Özetlemeye çalıştığım Nihal Karamağaralı ve Vâ-Nû imzasıyla Akşam gazetesinde 17 Mayıs 1952 - 4 Ağustos 1952 tarihleri arasında 78 sayı tefrika edilen “Ummadık Taş Baş Yarar” adlı polisiye. İki yazarlı bu polisiye, “Ummadık Taş Baş Yarar” 72 yıl sonra kitaplaştı. Sanat Kritik Yayınları’ndan çıkan kitabı Müzehher Vâ-Nû hakkında tek akademik çalışmayı yapan Sinem Şahin yayına hazırlamış. 

Nihal Karamağaralı Müzehher Vâ-Nû’nun müstear adı. 50 yılı aşkın yazarlık yaşamında çoğu gazetelerde tefrika olarak kalan eserlerini bu adla yayınlamış. Nihal annesinin ismi, Karamağaralı da babasının memleketi ve soyadıymış. Müzehher Vâ-Nû’nun polisiyelerinin yanında tiyatro eserleri, öyküleri ve çevirileri de var. Muhabirlik de yapmış, gazete ve dergilerin yazı işleri kadrolarında bulunmuş. Bir yazı emekçisi.

Müzehher Vâ-Nû tam anlamıyla unutulmuş bir yazar. Edebiyat tarihlerinde adı geçmiyor. Onu eşi Vâlâ Nureddin ve Nâzım Hikmet gibi yakın dostlarıyla anılarından biliyoruz. Bu anılar 1987’de “Bir Dönemin Tanıklığı” (Cem Yayınları) adıyla kitaplaşmıştı. Yahya Kemal, Halide Edip, Niyazi Berkes, Ruhi Su, Kemal Tahir gibi önemli adlarla anıları var. Çok geniş bir entelektüel çevresi olmuş. Yazar olarak varlığı bilinmemiş, kendisi de görünmek istememiş, müstear adının arkasına gizlenmiş yani ancak tanıyanlar bilmiş.  Mektuplarından Nâzım Hikmet’in Müzehher Vâ-Nû’nun romancılığını desteklediği, teşvik ettiği de biliniyor.

--

■ Yapılacak Görevler ■
1 – Müzehher Vâ-Nû hakkındaki metne göre, müstear addaki "Karamağaralı" kısmı neyi ifade ediyor?
2 – Müzehher Vâ-Nû hakkındaki metinde "Nihal Karamağaralı Müzehher Vâ-Nû'nun müstear adı" diye başlayan paragrafı, ana bilgilerini koruyarak madde madde yeniden yazar mısın?
3 – Müzehher Vâ-Nû hakkındaki metni kaldığı yerden sürdürür müsün?
Görevleri yapmak için öğelere ihtiyaç yoktur.

--

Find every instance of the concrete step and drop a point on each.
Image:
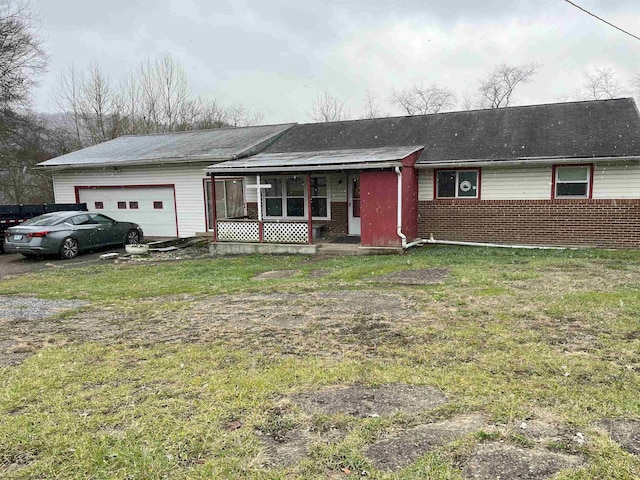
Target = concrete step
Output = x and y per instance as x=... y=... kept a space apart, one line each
x=337 y=249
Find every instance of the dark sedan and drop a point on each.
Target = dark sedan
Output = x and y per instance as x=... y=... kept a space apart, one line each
x=68 y=233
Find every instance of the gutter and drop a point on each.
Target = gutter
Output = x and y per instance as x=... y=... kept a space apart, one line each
x=301 y=168
x=528 y=161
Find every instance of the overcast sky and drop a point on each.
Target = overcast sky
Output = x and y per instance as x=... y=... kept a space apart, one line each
x=275 y=56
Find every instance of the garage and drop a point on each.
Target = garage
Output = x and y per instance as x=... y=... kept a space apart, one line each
x=152 y=207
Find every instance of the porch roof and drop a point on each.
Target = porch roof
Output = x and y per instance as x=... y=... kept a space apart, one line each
x=317 y=161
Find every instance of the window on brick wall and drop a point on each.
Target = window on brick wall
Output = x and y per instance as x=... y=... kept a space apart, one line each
x=572 y=181
x=457 y=183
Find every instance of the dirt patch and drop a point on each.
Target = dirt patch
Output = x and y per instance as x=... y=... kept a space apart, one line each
x=407 y=446
x=16 y=309
x=424 y=276
x=20 y=318
x=383 y=401
x=276 y=274
x=287 y=449
x=624 y=431
x=331 y=324
x=497 y=460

--

■ Görev Yanıtları ■
1 – Karamağaralı, Müzehher Vâ-Nû'nun babasının memleketi ve soyadıdır.

2 –
- Nihal Karamağaralı, Müzehher Vâ-Nû'nun müstear adıdır.
- Yazar, 50 yılı aşkın yazarlık yaşamında, çoğu gazetelerde tefrika olarak kalan eserlerini bu adla yayımlamıştır.
- Nihal annesinin ismi, Karamağaralı ise babasının memleketi ve soyadıdır.
- Polisiyelerinin yanı sıra tiyatro eserleri, öyküleri ve çevirileri de vardır.
- Muhabirlik yapmış, gazete ve dergilerin yazı işleri kadrolarında bulunmuştur.

3 –
70 yıl sonra Müzehher Vâ-Nû’yü tanıyoruz. Müzehher Vâ-Nû ard arda verdiği eserler veyarattığı kahramanlarla polisiyenin ilk kadın yazarı sayılmalı değerlendirmelerine katılıyorum. Çok velut bir yazar olduğu kesin. Üretkenliği ile, basın emekçiliği ile Suat Derviş’i anımsatıyor. Umarım edebiyat ve yayıncılık tarihinde hak ettiği yeri bulacaktır.

Vâlâ Nurettin, Nâzım Hikmet’le dostluğu ve onun hakkında yazdığı eserlerle tanıdığımız bir yazar ama eşi Müzehher Vâ-Nû gibi o da tam bir yazı emekçisi. Şiirle başlamış, fıkralarıyla tanınmış, telif, tercüme ve adapte hikâye ve romanlar, piyes ve skeçler gibi farklı türlerde pek çok eser vermiş ama o da günümüzde yeterince tanınmıyor.  Tuncay Birkan’ın derlediği ve Can Yayınları’ndan çıkan “Fikir ve Sanat Âlemimize Bu Hürriyet Kâfi Değildir” ve “Asri Rüyalar, Fetiş Rejimler” kitapları onu tanımak için ilk adım olabilir. Vâlâ Nurettin’in romanları da yeniden okurla buluşmayı bekliyor.  Aşk, macera, polisiye türlerinde zamanında popüler olmuş romanları ve onlarca polisiye çevirisi var.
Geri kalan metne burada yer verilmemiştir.